[Entradas para etiquetar cuadros delimitadores]
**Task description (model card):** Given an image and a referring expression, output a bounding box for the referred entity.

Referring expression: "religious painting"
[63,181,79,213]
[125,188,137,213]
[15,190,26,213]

- [Lo que se pide]
Convierte todas las filas de arriba en una tabla Markdown con las columnas «Número» y «Línea», numerando cada línea y omitiendo las que estén en blanco.

- [Resultado]
| Número | Línea |
|---|---|
| 1 | **Task description (model card):** Given an image and a referring expression, output a bounding box for the referred entity. |
| 2 | Referring expression: "religious painting" |
| 3 | [63,181,79,213] |
| 4 | [125,188,137,213] |
| 5 | [15,190,26,213] |